═══ Records provided ═══

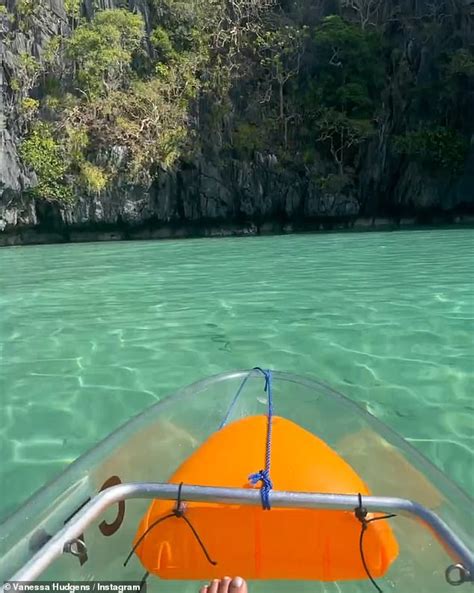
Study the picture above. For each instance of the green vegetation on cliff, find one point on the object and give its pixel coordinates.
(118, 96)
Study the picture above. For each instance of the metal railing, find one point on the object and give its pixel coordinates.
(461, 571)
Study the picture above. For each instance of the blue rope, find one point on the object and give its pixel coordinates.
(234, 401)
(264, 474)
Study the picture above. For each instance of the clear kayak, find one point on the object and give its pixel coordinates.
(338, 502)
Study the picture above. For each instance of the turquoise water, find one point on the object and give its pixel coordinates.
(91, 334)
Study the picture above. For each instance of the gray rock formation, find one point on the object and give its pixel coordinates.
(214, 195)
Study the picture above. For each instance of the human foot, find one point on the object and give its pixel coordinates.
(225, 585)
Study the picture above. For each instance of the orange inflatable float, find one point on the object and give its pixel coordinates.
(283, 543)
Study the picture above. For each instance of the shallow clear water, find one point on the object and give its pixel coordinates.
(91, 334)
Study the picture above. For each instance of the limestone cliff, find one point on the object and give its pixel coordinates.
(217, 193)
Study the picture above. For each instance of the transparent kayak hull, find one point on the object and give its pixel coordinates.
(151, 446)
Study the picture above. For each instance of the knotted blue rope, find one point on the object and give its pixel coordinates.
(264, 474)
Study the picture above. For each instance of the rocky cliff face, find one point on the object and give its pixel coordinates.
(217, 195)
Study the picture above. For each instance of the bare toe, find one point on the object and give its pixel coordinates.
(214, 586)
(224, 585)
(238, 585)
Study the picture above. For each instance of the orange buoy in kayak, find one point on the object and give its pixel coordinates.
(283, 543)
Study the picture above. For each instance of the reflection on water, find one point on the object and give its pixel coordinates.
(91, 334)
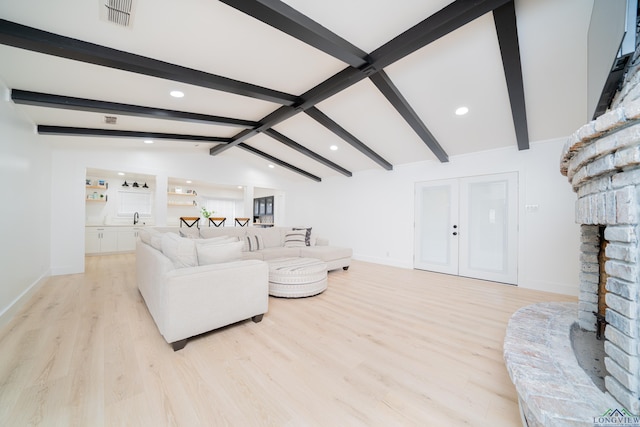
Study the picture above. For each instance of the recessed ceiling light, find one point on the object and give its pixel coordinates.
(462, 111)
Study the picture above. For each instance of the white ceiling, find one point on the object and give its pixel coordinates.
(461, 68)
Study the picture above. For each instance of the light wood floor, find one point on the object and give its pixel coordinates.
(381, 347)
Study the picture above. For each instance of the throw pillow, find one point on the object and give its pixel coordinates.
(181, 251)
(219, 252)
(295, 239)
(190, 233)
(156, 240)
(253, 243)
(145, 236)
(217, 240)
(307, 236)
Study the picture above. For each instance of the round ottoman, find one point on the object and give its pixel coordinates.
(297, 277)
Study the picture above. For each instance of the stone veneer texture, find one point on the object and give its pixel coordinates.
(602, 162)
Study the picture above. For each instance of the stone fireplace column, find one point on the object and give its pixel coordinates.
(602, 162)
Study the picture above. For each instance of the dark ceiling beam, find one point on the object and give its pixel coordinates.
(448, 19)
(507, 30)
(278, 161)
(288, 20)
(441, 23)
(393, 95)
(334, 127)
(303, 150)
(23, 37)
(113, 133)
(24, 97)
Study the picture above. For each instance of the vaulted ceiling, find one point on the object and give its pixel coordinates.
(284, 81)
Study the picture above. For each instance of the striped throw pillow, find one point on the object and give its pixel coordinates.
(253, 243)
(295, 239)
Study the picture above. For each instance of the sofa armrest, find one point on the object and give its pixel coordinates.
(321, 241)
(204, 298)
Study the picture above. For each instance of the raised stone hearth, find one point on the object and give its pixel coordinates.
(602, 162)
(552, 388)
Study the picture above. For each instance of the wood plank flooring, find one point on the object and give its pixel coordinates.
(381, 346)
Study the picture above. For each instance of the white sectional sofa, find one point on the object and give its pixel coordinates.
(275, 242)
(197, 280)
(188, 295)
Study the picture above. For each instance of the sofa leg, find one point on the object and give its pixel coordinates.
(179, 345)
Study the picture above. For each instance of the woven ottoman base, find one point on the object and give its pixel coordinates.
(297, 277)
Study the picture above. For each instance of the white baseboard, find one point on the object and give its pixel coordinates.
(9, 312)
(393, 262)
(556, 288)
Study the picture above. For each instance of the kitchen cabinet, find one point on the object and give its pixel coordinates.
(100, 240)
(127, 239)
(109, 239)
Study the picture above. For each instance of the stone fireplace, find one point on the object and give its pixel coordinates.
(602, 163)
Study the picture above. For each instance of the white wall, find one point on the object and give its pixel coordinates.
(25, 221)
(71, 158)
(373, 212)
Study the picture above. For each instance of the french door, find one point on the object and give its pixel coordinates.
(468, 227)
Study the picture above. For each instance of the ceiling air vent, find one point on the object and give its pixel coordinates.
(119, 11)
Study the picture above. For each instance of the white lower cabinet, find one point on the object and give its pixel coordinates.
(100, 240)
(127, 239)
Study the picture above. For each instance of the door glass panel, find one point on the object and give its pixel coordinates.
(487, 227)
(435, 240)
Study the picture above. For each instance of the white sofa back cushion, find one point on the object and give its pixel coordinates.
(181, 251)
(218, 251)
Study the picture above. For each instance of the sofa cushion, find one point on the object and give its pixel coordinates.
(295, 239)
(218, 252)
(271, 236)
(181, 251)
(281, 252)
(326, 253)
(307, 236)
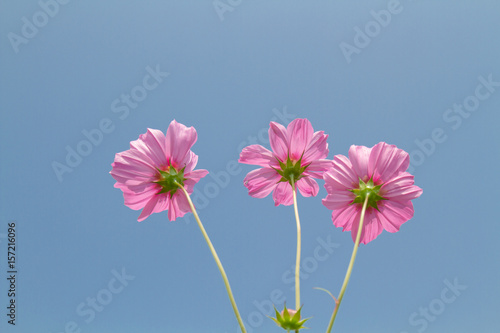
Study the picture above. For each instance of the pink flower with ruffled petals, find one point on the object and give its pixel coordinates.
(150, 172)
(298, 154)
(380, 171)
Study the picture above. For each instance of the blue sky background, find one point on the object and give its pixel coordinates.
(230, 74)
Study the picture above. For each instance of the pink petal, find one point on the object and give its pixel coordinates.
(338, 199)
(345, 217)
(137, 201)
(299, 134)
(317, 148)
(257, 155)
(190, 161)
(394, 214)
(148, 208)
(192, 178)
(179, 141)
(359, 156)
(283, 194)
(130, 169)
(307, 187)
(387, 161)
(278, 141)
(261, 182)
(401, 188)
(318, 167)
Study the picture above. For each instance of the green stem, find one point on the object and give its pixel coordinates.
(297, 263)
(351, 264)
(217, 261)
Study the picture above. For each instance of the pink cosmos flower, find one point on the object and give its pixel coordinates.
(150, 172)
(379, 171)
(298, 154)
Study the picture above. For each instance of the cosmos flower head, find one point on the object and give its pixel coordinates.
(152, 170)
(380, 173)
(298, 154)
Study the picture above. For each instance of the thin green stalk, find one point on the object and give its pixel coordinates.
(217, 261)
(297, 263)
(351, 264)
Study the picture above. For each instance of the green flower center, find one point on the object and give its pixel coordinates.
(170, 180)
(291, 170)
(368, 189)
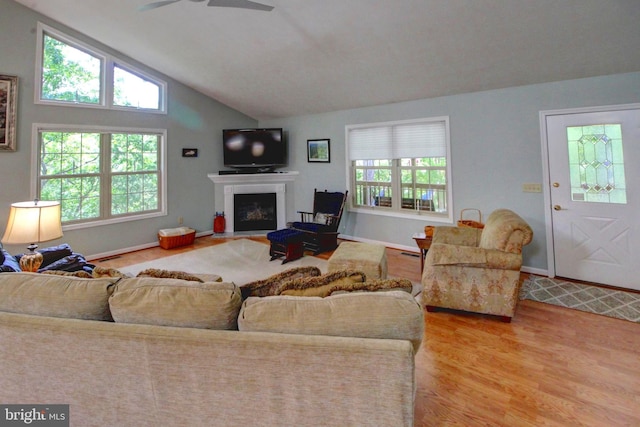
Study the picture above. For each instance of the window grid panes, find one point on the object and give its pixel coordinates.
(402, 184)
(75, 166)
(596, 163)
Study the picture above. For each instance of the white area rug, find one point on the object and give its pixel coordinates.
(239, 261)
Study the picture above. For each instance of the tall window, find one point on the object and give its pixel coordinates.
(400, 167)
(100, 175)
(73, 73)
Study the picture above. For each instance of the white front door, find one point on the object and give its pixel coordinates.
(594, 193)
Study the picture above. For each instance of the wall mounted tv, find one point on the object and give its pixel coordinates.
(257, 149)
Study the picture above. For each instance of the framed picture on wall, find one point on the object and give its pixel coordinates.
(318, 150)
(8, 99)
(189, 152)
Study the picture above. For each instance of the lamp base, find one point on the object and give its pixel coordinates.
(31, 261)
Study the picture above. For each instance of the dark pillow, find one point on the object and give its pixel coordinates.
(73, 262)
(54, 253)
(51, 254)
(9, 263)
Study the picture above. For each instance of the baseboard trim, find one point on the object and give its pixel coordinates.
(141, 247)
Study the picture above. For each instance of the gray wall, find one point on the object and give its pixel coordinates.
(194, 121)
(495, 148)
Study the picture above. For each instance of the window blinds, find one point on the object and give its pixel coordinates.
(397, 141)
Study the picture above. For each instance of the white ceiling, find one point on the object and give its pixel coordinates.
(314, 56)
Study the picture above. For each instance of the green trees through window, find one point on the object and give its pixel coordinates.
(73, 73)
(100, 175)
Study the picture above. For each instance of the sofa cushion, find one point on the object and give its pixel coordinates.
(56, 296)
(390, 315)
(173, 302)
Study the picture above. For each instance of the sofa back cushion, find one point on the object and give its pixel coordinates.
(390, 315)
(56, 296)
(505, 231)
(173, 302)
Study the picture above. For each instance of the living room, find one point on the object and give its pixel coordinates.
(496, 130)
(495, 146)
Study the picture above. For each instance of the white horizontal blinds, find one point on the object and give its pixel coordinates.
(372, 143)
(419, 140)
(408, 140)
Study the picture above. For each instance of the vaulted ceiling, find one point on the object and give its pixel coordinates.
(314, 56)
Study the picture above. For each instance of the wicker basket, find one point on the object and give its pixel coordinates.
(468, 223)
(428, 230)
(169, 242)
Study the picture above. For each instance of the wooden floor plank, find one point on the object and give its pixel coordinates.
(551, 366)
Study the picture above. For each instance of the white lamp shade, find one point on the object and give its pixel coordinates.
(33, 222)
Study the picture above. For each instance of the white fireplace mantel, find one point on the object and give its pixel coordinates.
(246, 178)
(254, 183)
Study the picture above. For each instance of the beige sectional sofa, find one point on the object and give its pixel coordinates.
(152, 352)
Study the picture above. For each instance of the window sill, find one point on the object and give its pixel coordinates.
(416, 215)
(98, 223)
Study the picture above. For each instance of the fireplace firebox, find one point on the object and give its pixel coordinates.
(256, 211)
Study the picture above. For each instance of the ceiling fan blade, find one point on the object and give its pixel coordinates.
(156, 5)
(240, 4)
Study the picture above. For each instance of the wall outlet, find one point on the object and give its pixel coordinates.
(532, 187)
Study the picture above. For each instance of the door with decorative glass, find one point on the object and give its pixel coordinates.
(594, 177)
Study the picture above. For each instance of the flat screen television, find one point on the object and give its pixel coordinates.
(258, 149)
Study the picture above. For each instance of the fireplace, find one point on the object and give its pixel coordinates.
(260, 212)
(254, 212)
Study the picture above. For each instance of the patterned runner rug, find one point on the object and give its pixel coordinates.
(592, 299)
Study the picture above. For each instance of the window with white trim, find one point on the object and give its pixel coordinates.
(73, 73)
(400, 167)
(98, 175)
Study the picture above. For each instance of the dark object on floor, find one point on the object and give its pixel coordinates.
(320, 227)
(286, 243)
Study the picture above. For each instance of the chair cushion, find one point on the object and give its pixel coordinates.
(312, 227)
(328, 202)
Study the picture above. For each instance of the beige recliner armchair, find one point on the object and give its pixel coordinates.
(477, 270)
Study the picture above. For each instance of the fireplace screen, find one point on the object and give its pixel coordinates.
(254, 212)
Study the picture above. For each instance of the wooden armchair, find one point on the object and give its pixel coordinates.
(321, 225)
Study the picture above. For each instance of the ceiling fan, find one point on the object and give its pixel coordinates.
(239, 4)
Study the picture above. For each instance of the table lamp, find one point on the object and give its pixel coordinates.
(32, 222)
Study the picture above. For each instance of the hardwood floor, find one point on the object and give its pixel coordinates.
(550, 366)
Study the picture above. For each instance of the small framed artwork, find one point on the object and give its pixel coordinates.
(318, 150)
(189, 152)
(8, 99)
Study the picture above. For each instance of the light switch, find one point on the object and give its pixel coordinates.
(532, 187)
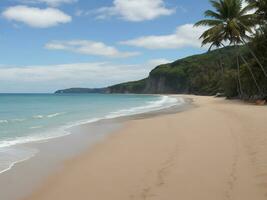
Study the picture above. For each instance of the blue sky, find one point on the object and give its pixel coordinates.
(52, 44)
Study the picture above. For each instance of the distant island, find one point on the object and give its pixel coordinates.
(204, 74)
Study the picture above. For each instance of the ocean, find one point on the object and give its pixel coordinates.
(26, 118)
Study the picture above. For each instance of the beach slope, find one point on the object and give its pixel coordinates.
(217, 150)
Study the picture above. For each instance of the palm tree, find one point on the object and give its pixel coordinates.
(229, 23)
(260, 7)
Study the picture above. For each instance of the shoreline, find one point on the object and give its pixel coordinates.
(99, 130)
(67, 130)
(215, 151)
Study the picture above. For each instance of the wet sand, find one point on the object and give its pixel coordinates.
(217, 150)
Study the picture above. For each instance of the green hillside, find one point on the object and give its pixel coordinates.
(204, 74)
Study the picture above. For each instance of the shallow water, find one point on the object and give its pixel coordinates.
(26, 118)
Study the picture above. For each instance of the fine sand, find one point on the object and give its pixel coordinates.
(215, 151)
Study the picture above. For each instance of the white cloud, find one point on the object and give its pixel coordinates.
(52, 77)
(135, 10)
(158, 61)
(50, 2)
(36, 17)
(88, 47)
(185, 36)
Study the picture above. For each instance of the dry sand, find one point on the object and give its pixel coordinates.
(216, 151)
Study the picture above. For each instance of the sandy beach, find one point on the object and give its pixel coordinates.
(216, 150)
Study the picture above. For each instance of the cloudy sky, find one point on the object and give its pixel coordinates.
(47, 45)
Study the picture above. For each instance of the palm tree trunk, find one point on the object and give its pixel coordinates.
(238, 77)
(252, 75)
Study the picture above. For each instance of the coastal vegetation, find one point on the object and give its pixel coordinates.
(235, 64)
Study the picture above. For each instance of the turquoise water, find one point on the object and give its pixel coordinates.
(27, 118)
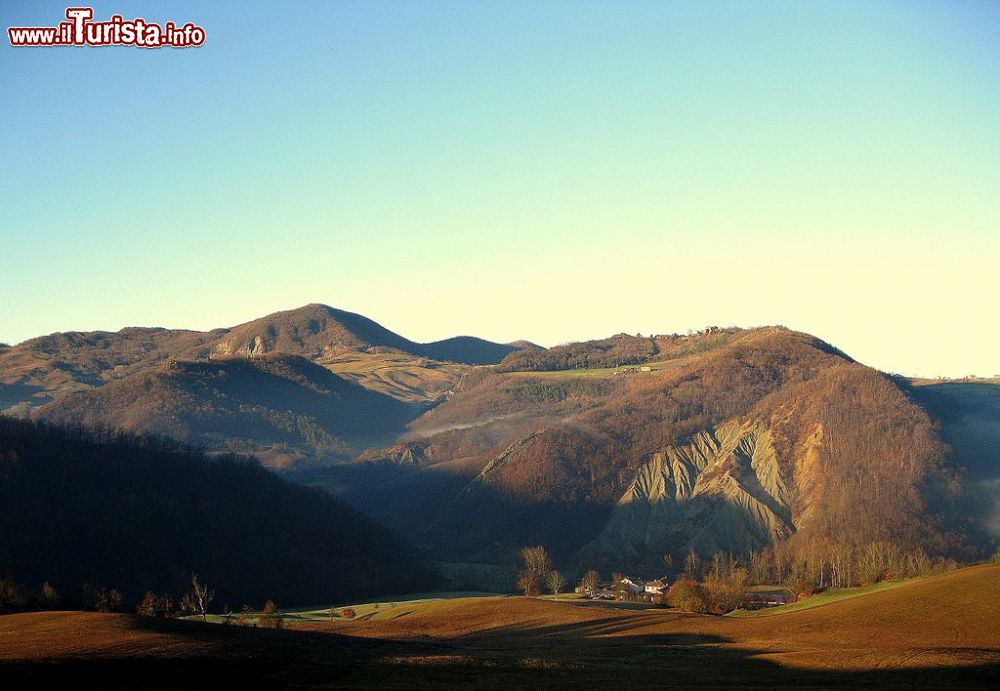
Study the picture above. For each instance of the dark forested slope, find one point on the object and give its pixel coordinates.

═══

**Prompt:** Look for the line that contains "white cloud, find", then please copy it and the rest of the lines through the end of the data, pictures excluded.

**Solution for this task:**
Study the picture above. For each instance of the white cloud, find one point on the object and give its pixel coordinates.
(52, 77)
(135, 10)
(158, 61)
(50, 2)
(36, 17)
(88, 47)
(185, 36)
Study the picture above. For each instance of the dry sand, find one point on the object and give its pixel coordinates.
(216, 151)
Study the picture above. For each instance of the sandy beach, find one point on the object and give its pixel coordinates.
(216, 150)
Study the picture above. For each instance of the cloudy sky, find one point on the object and give its pixel coordinates.
(47, 45)
Study the picture above. For each instance of the palm tree trunk, find one point on the object and give its pixel coordinates.
(238, 77)
(252, 75)
Study the picture above. For each instance of the coastal vegetation, find one point on the object and give its pixel coordinates.
(235, 64)
Study the picture above. For each instance of the turquoise water, find one point on the object and give its pixel coordinates.
(27, 118)
Study the picture above. For each instance of the dark forested slope, find one point on the object and give its pixel coordinates.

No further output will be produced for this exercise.